What follows is a set of entries. Repeat them exactly, but not their pictures.

** start STORED DATA **

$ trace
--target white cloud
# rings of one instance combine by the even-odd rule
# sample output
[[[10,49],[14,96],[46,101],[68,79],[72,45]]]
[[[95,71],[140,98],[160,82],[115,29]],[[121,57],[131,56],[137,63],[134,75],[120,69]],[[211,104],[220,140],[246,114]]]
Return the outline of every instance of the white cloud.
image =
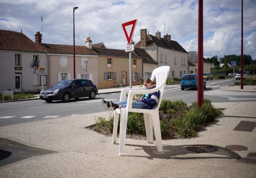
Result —
[[[41,31],[48,43],[73,45],[73,7],[75,44],[84,45],[88,37],[93,43],[103,42],[109,48],[124,49],[126,39],[121,24],[137,19],[133,41],[140,30],[155,35],[157,30],[171,35],[187,51],[197,51],[198,1],[194,0],[2,0],[0,29],[20,31],[34,41]],[[256,58],[256,1],[244,0],[244,54]],[[241,1],[204,1],[204,55],[241,53]],[[13,10],[15,9],[15,10]],[[209,33],[210,32],[210,33]],[[209,34],[212,35],[209,36]]]

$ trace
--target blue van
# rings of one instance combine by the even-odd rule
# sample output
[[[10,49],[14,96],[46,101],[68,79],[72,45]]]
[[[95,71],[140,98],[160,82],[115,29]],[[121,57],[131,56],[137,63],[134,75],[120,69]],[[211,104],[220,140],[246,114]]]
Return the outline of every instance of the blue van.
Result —
[[[197,74],[188,74],[182,76],[180,87],[182,90],[185,88],[194,88],[197,90]],[[206,82],[204,79],[204,89],[206,88]]]

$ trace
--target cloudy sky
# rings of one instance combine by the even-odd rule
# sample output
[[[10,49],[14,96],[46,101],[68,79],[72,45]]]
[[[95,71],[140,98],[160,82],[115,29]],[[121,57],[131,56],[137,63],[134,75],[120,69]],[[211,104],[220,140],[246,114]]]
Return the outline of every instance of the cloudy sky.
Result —
[[[204,1],[204,55],[241,54],[241,0]],[[194,0],[0,0],[0,29],[23,33],[33,41],[37,31],[46,43],[73,45],[73,7],[76,45],[103,42],[124,49],[121,24],[138,19],[140,30],[166,33],[187,51],[197,51],[198,1]],[[256,59],[256,0],[243,0],[244,54]],[[165,28],[164,26],[165,23]],[[1,37],[0,37],[1,38]]]

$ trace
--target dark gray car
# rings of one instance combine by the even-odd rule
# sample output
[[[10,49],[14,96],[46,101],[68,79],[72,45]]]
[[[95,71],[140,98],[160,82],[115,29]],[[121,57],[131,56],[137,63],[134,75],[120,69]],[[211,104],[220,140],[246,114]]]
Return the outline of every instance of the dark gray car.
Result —
[[[96,85],[89,80],[82,79],[62,80],[52,87],[41,91],[39,97],[47,102],[53,100],[62,100],[67,102],[71,99],[89,97],[95,98],[98,94]]]

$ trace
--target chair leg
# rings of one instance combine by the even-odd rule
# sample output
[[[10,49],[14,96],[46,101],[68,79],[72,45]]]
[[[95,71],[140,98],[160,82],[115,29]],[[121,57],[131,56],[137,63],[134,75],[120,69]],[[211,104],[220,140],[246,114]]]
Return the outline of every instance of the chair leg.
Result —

** end STORED DATA **

__SOLUTION TO THIS TASK__.
$ trace
--target white cloud
# rings of one instance combine by the even-odd rule
# sample output
[[[10,49],[14,96],[46,101],[68,79],[72,45]]]
[[[95,71],[140,98],[160,82],[115,29]],[[121,57],[131,56],[137,63],[134,75],[120,69]],[[211,104],[220,140],[246,114]]]
Return the outline of every instance of the white cloud.
image =
Result —
[[[41,31],[48,43],[73,45],[73,7],[75,44],[84,45],[88,37],[93,43],[103,42],[109,48],[124,49],[126,39],[121,24],[137,19],[133,41],[140,30],[155,35],[157,30],[171,35],[187,51],[197,51],[198,1],[194,0],[2,0],[0,29],[20,31],[34,41]],[[256,58],[256,1],[244,0],[244,54]],[[241,1],[204,1],[204,55],[241,53]],[[13,10],[15,9],[15,10]],[[209,33],[210,32],[210,33]],[[209,34],[212,35],[209,36]]]

$ trace
--target blue van
# rings of one instance combine by the even-odd rule
# sample output
[[[10,49],[14,96],[46,101],[68,79],[72,45]]]
[[[95,71],[140,98],[160,82],[115,29]],[[121,57],[131,56],[137,63],[134,75],[120,69]],[[211,104],[220,140],[246,114]]]
Return the outline of every instance of the blue van.
Result —
[[[197,74],[188,74],[182,76],[180,87],[182,90],[185,88],[194,88],[197,90]],[[206,82],[204,79],[204,89],[206,88]]]

$ trace
--target cloudy sky
# rings of one instance combine by the even-odd rule
# sample output
[[[10,49],[14,96],[46,101],[68,79],[72,45]]]
[[[95,71],[140,98],[160,82],[115,29]],[[121,57],[131,56],[137,63],[134,75],[120,69]],[[211,104],[220,140],[246,114]]]
Return the outline of every instance of the cloudy sky.
Result —
[[[204,1],[204,55],[241,54],[241,0]],[[194,0],[0,0],[0,29],[23,33],[33,41],[37,31],[46,43],[73,45],[73,7],[76,45],[103,42],[124,49],[121,24],[138,19],[140,30],[166,33],[187,51],[197,51],[198,1]],[[256,59],[256,0],[243,0],[244,54]],[[165,28],[164,26],[165,23]],[[1,37],[0,37],[1,38]]]

$ trace
--target dark gray car
# rings of one instance combine by the even-odd rule
# sample output
[[[10,49],[14,96],[46,101],[68,79],[72,45]]]
[[[95,71],[140,98],[160,82],[115,29]],[[121,57],[131,56],[137,63],[134,75],[120,69]],[[211,104],[220,140],[246,114]]]
Return the outline of every instance of the dark gray car.
Result —
[[[96,85],[89,80],[82,79],[62,80],[52,87],[41,91],[39,97],[47,102],[53,100],[62,100],[67,102],[71,99],[89,97],[95,98],[98,94]]]

$ trace
--target chair leg
# rings of one instance combine by the even-odd rule
# sample output
[[[10,49],[14,96],[46,101],[68,79],[72,45]]]
[[[95,71],[140,98],[160,82],[115,29]],[[121,57],[131,56],[137,63],[134,75],[120,69]],[[211,104],[220,140],[246,114]]]
Return the outline of every instance of the chair leg.
Result —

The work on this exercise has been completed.